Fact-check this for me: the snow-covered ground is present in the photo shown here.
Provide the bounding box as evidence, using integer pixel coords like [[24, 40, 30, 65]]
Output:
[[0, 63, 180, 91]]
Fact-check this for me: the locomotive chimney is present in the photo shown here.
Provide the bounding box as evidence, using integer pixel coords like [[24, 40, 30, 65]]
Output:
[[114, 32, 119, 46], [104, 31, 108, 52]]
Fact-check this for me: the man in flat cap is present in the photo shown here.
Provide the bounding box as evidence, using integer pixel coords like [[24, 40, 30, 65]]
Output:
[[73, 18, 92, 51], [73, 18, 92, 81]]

= = = =

> [Goal of the exercise]
Pull out everything from the start of the data down to the line containing "[[0, 63, 180, 91]]", including that line, and reproduce it without any change.

> [Task answer]
Fact-check this for me: the snow-covered ground is present in the photo shown here.
Provide the bounding box as evidence, using integer pixel coords like [[24, 40, 30, 65]]
Output:
[[0, 63, 180, 91]]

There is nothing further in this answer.